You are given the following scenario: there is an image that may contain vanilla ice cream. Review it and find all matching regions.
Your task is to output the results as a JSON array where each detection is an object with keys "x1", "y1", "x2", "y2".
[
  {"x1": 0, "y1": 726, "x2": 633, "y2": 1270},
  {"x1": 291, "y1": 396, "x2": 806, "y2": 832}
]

= STATED EXERCISE =
Rewrite each line of the records above as an item in a numbered list, skipping any blank lines.

= WRITTEN SOLUTION =
1. You are given the following scenario: there is an image that may contain vanilla ice cream. Review it and find all matching regions.
2. Your task is to output the results as a JSON array where each detection is an object with keys "x1", "y1", "x2", "y2".
3. [
4.   {"x1": 0, "y1": 726, "x2": 633, "y2": 1270},
5.   {"x1": 291, "y1": 396, "x2": 806, "y2": 832}
6. ]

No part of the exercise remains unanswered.